"... a few partisan leftists rolled their eyes at conservatives who think death panels are a feature of socialized medicine...
"All that said, the reason this stuff is so much more offensive on the right is because the nation has basically drifted leftward, in some respects rapidly, over the past several years. Who would have thought, even 15 years ago, that opposition to gay marriage would be basically fringe in the US? Or that we would reach a point where the viability of political candidates is largely, perhaps mostly, predicated on how well they avoid taking stuff away from key constituents? It is, practically, an increasingly liberal country and world." -- A plainblog commenterI started to write a comment arguing against this viewpoint. It's easy to defeat the idea that avoiding "taking stuff away from key constituents" is only a problem for the left. I can point to some juicy benefits for the wealthy and medical corporations during the Bush administration to show that the GOP does constituent service the same as the Democrats, but do I really need to?
It's so easy to talk about marriage for same-sex partners as being mixed lefty and conservative, since marriage is a traditional, conservative sort of institution.
However, it was a lot harder to argue that the country hasn't drifted leftward over the past several years, or maybe I should say four decades. I wanted to make the argument that, in terms of social acceptance, there has been definite leftward shifts, but not on fiscal issues.

☆ ☆ ☆ ☆ ☆ ☆ ☆

**DIRECTIONS:**
Please continue the blog post above about the country's leftward drift, starting right after its final sentence.

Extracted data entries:
☆ ☆ ☆ ☆ ☆ ☆ ☆

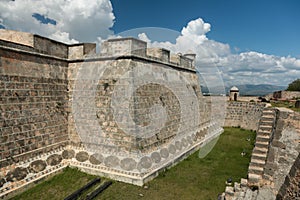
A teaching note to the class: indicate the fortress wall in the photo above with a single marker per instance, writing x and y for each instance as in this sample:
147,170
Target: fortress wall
290,189
243,114
284,149
33,99
46,86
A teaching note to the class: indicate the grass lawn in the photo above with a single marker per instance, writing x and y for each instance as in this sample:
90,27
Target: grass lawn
193,178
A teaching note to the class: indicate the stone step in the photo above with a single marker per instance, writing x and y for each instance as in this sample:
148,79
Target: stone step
253,178
259,156
265,128
260,150
268,117
257,162
261,144
262,138
263,133
269,111
266,123
255,170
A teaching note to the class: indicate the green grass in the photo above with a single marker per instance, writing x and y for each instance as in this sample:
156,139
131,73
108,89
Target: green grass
193,178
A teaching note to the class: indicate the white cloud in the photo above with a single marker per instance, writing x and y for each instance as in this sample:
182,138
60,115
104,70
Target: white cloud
236,68
91,20
76,20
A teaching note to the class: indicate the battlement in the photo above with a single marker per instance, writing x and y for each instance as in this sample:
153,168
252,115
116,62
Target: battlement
135,47
111,48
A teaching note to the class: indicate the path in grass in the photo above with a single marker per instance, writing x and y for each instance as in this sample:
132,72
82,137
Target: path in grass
194,178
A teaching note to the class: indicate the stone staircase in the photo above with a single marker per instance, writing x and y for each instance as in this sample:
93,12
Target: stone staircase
260,151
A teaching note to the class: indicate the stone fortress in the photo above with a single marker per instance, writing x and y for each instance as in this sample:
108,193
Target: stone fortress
125,113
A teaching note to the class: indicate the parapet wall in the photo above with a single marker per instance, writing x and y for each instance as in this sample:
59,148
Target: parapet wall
141,109
286,94
243,114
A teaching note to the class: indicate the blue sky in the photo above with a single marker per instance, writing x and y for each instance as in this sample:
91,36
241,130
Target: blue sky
271,26
242,41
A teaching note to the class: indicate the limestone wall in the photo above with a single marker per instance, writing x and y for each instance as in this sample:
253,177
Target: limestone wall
243,114
290,188
33,98
284,147
286,94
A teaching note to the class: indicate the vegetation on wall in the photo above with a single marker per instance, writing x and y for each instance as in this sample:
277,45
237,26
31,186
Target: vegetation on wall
294,86
193,178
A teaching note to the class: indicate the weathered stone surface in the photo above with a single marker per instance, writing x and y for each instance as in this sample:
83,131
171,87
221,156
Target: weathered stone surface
164,153
172,149
155,156
178,145
17,174
68,154
82,156
128,164
111,161
96,159
54,159
2,182
37,166
146,162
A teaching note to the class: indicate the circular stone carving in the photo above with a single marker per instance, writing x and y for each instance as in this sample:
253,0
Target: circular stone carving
68,154
16,175
128,164
189,139
146,162
111,161
184,142
54,159
155,157
82,156
194,137
172,149
164,153
2,181
37,166
96,159
178,145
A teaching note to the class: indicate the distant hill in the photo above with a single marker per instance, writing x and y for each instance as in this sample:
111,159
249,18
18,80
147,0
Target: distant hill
248,89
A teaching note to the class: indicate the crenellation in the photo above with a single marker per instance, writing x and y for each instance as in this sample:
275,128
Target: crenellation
126,113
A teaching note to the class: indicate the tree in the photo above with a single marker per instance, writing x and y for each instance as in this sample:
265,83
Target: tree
294,86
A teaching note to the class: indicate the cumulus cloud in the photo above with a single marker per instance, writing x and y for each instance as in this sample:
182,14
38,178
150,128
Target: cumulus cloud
72,20
217,59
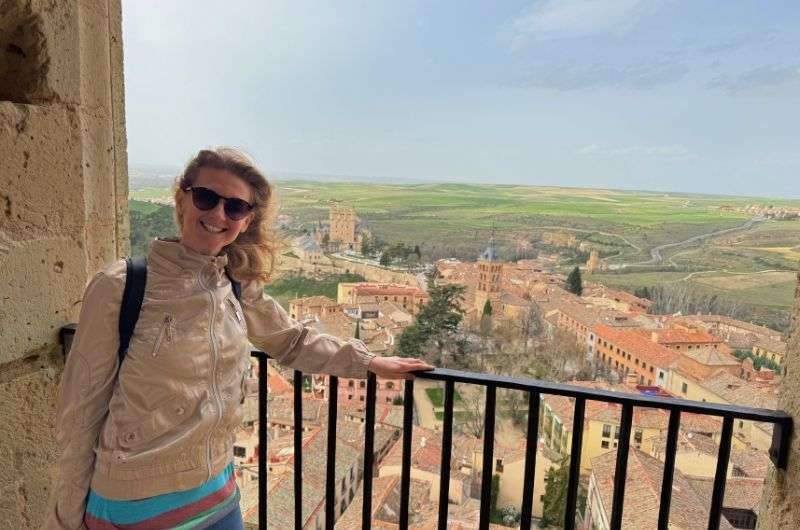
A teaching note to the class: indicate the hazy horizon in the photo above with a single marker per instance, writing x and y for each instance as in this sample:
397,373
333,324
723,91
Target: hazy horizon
659,95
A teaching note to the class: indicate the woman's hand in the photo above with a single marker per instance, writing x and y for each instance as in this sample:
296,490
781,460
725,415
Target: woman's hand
397,367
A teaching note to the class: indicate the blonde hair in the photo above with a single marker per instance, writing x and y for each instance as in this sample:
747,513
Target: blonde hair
252,255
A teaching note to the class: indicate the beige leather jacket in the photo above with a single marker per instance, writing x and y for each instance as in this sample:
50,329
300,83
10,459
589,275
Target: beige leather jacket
167,423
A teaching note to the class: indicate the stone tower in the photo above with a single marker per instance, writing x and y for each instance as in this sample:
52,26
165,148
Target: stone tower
343,228
490,271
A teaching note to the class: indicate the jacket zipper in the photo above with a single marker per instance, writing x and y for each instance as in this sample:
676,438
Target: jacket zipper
236,314
166,332
214,388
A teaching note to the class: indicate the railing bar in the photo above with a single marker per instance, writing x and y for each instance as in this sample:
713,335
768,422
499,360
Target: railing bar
488,457
574,464
369,444
531,444
298,449
723,456
544,387
263,375
571,391
405,472
621,471
669,469
330,464
447,442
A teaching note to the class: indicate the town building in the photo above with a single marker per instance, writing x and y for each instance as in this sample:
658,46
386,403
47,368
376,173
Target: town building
628,351
490,271
410,298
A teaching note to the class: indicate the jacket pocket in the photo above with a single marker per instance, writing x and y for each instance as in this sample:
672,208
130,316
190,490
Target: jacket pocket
165,334
163,419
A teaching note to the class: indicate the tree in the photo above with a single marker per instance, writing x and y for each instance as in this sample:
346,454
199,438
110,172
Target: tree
555,494
437,323
575,282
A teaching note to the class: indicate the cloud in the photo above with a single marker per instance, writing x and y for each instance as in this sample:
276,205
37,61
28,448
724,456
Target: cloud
733,43
554,19
568,77
662,151
763,79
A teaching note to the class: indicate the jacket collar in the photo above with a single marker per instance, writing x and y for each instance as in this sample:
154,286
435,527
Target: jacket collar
171,255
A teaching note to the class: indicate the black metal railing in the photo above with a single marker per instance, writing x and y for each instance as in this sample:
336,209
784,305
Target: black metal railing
782,426
778,452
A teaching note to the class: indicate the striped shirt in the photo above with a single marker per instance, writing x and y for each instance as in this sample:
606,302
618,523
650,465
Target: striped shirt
196,508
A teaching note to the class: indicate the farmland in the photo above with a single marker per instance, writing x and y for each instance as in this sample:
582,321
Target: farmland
753,266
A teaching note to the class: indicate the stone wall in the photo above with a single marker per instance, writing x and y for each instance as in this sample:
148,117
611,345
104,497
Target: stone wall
780,504
63,214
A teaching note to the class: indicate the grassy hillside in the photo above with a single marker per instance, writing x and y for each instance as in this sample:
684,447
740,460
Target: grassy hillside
753,267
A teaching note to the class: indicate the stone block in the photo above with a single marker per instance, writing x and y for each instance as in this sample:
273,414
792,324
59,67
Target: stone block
28,449
45,279
41,183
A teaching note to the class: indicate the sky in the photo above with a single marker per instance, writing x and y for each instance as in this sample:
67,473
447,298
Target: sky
695,96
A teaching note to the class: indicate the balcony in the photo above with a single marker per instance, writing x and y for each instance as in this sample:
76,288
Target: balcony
535,391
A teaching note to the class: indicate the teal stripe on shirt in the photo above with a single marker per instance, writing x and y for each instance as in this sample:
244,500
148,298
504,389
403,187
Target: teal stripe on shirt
133,511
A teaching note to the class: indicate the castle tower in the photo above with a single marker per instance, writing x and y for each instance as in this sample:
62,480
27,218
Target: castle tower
343,227
490,271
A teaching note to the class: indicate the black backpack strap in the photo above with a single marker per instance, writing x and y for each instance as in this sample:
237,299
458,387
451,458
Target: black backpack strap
236,287
135,280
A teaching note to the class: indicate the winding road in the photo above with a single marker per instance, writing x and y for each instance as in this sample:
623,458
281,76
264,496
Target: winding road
655,252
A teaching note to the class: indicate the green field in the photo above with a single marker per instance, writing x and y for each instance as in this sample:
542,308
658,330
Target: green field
456,220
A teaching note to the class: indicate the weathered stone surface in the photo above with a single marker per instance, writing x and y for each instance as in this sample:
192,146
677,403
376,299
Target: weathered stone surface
44,283
780,504
63,215
27,443
41,188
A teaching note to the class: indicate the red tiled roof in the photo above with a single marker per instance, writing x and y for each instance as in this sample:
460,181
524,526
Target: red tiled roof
387,289
680,336
634,343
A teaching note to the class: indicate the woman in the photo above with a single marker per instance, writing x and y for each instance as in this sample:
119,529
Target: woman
152,447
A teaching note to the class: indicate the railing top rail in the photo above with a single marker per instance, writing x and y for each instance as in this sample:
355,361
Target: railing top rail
638,400
567,390
609,396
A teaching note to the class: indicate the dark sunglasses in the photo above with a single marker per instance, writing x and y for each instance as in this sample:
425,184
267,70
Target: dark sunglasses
206,199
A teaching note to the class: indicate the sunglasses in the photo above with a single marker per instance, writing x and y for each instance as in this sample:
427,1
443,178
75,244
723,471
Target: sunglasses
206,199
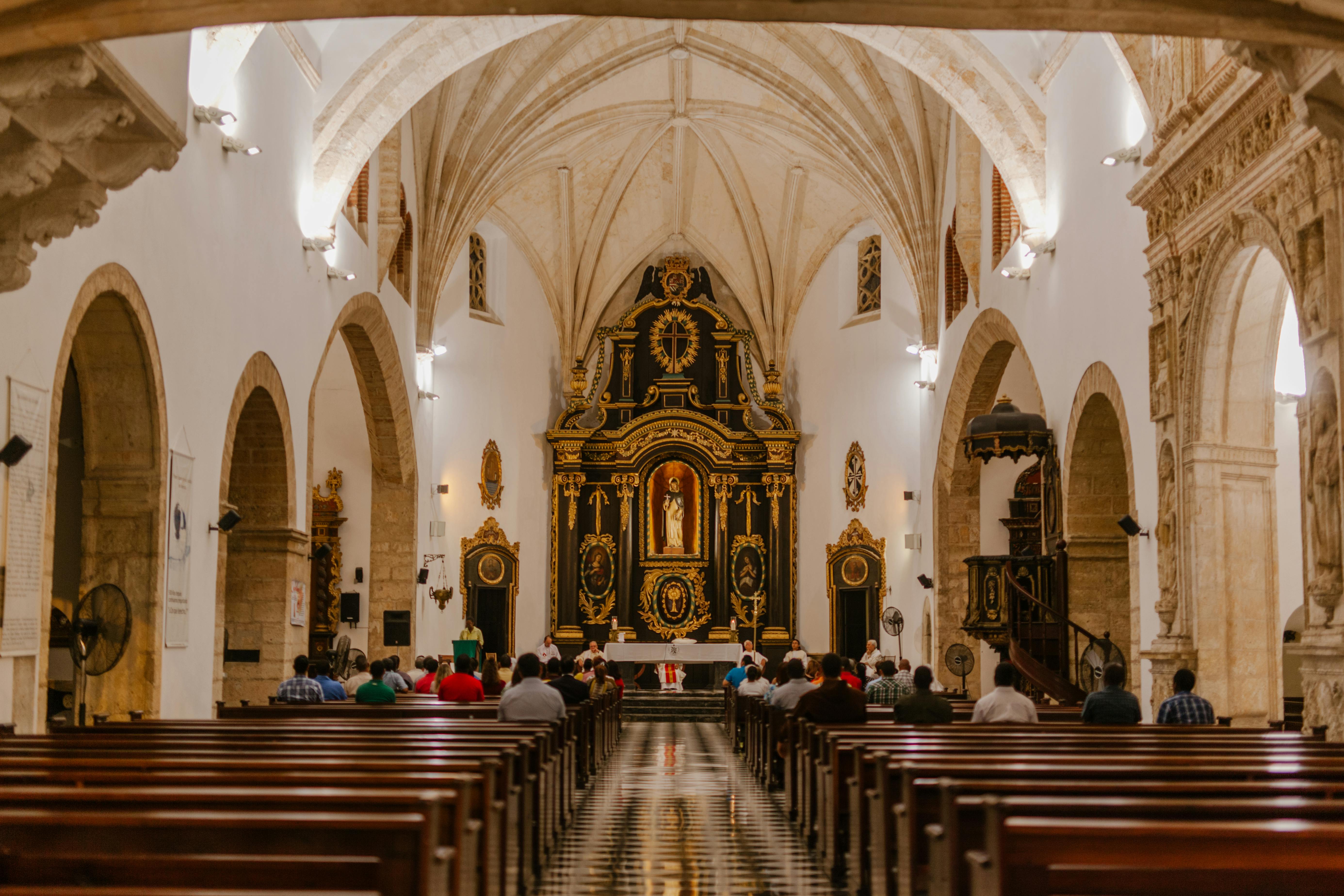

☆ ☆ ☆ ☆ ☆ ☆ ☆

**RESULT FOR THIS TASK:**
Yet when I tried to find examples of conservative ideals becoming more prevalent in society and government, I could think of only one example--the welfare reform of the 1990's. Most government policy has expanded government's role, responsibilities, and expenditures. But remember that not all government spending is "liberal" spending. Increased defense spending, which we've had, has more of a conservative constituency. Increased spending on Medicare had bipartisan support when it was voted on in Congress, so it's not exactly fair to label it "liberal" now. If the country is in a rightward shift now, as shown in the GOP/Tea Party gains in the 2010 election, it hasn't penetrated spending or policy yet.
For movement in a fiscal conservative direction, you may have to look to business. Many are pushing back on healthcare with co-pays and higher employee contributions. They're also offering 401K retirement plans instead of fixed pensions.
Whether you think the leftward direction is good or bad depends on your political viewpoint. I'm afraid (or glad) you'll have to make up your own mind about that.